● Stated goal 1
Name every person mentioned in the passage on Heidegger and the truth of the artwork.

● Text provided
--

Photos: Lukas Hoffmann

What is the truth?1 Now there is a metaphysical question for you. Hardcore baby, yeah. That’s what we are talking about. What. Is. The. Truth. Heidegger turns around and points, there – there – to the temple, a Greek one I guess but no one really knows, or cares, as it really doesn’t matter; he points to the temple nestling among rocky hills, its columns in picturesque disarray. We can see it on Paul Valentin’s holiday snapshot. The temple as a work of art sets forth the truth. If you are looking for the truth you can find it there. 

When I first encountered Heidegger’s essay as an undergraduate, “The Origin of the Work of Art” was presented to me as a critique of representation, specifically of mimesis. I admit I didn’t get it at the time. Now that I do, Heidegger does clearly state that the kind of truth he associates with the artwork has nothing to do with a painter’s capacity to produce resemblance. Truth here is not marked by the distinction between the model and the copy, the original and the fake, and in this sense his argument is anti-mimetic. Instead, he looks to the point of origin of the art work, and finds truth (with the help of van Gogh’s painting) in the way being is revealed. “Aletheia”, he claims, is the Greek term for the “unconcealedness of beings.”

This means we do not look at an artwork in a habitual way, as a thing or a piece of equipment. Heidegger rejects the interpretation of the artwork as either a substrate bearing traits, a manifold of sensations or as formed matter. These for him are various forms of assault on being. He argues that not to fall under the spell of this violence, we have to look at the temple and see how it both creates a world for us, in the sense of giving our lives its meaning, and also shelters this world by placing it back firmly on the earth, which only through the creation of this world emerges as ground. The temple as the work of art is Aletheia.

--

● Exercise data
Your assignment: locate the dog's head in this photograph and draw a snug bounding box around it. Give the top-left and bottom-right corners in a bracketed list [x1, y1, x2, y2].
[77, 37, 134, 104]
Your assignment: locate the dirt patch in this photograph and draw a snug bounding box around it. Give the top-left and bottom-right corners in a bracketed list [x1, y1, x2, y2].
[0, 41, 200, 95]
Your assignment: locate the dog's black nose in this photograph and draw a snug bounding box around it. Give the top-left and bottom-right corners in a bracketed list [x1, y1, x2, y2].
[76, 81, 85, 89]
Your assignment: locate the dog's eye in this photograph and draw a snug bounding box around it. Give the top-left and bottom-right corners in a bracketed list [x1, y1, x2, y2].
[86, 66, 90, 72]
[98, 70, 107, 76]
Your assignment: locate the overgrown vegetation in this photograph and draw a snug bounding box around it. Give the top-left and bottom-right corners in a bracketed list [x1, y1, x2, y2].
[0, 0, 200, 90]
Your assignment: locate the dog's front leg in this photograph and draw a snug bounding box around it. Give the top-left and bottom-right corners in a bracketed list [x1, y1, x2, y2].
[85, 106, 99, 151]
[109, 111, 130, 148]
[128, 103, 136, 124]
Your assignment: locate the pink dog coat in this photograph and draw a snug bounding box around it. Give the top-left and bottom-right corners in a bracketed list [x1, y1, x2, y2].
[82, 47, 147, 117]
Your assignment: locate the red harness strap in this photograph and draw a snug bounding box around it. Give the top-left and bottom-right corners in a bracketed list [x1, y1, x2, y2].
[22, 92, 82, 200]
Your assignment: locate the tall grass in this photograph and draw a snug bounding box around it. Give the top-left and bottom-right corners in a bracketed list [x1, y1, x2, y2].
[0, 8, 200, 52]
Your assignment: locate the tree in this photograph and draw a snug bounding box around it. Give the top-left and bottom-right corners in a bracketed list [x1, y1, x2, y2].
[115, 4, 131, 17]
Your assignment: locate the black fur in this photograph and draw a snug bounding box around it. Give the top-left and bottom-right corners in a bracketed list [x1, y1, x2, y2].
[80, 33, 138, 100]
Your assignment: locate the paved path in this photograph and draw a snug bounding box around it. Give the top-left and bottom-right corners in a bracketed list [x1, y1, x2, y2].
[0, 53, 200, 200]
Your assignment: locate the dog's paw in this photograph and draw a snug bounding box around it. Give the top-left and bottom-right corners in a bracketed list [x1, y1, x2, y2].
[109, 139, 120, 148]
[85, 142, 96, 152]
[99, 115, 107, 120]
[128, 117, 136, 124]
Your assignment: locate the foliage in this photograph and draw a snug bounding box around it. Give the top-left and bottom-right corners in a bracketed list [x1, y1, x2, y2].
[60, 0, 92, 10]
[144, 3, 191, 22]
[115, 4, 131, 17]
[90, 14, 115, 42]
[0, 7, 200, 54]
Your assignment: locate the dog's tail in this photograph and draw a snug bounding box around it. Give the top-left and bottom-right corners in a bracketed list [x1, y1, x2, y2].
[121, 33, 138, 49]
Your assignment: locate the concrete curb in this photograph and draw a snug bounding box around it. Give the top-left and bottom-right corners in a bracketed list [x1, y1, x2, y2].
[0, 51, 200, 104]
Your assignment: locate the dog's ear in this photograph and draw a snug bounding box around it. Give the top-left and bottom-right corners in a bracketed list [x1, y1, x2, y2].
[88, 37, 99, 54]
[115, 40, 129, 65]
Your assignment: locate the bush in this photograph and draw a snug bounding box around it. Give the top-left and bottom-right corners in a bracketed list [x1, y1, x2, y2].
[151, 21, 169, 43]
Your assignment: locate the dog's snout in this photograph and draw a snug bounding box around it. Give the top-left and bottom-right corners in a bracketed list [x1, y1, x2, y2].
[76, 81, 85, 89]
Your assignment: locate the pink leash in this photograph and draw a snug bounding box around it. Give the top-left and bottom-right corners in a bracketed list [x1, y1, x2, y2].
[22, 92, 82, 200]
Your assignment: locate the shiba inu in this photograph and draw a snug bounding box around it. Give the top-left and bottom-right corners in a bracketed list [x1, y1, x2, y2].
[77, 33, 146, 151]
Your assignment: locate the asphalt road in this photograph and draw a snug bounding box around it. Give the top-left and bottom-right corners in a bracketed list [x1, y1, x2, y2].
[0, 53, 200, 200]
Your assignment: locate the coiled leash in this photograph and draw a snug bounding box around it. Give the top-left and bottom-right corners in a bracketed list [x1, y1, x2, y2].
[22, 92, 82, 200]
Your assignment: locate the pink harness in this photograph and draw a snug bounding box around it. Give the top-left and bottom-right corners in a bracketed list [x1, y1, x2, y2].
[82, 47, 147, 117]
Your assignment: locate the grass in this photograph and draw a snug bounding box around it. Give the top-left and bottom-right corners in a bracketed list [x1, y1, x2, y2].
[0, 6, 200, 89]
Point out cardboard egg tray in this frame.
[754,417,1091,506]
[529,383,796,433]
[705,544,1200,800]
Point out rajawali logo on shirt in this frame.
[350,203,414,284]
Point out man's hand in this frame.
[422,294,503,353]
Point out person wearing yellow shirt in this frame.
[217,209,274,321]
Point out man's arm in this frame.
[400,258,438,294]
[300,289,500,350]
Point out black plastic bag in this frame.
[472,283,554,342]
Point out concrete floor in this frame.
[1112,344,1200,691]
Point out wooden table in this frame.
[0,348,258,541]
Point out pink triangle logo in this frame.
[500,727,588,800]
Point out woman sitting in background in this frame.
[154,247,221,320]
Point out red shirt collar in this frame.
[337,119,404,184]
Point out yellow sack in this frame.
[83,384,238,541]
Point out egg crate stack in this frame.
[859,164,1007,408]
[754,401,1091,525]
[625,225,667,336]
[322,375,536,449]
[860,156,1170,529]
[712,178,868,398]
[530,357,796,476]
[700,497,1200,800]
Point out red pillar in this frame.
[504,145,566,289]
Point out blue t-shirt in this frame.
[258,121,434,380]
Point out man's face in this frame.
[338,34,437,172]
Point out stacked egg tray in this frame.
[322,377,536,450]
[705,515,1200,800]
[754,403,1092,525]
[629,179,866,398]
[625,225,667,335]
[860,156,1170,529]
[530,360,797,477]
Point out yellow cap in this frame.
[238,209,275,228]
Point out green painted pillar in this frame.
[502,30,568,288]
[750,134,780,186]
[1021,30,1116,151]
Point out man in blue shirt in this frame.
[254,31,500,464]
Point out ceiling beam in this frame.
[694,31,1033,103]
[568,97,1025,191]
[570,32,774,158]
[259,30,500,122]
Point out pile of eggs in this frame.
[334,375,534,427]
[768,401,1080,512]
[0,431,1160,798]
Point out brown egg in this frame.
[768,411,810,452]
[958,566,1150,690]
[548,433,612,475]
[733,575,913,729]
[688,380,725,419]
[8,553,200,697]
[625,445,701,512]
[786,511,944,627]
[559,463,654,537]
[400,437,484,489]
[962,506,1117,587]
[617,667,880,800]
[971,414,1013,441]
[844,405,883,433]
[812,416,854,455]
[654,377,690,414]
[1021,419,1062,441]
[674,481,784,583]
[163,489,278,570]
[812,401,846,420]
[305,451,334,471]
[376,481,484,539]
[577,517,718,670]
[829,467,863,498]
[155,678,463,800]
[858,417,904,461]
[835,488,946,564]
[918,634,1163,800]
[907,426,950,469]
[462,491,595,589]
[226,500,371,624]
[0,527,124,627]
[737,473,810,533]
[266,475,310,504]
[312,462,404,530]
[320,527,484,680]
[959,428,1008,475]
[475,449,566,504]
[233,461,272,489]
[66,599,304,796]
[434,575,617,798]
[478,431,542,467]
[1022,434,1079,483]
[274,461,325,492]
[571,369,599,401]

--

● Stated goal 2
Reproduce the records, starting with the line containing "Point out black plastic bag in this frame." and continuing through the line containing "[154,247,221,320]". Leave the requests unchanged, and increase every bounding-box coordinate in the answers by 136.

● Exercise result 1
Lukas Hoffmann
Heidegger
Paul Valentin
van Gogh

● Exercise result 2
Point out black plastic bag in this frame.
[608,419,690,478]
Point out concrete floor in this frame.
[1248,480,1336,827]
Point out wooden table in this frame.
[136,484,394,677]
Point out pink triangle logo in this frame.
[636,863,724,936]
Point out woman sitting in background in this frame.
[290,383,357,456]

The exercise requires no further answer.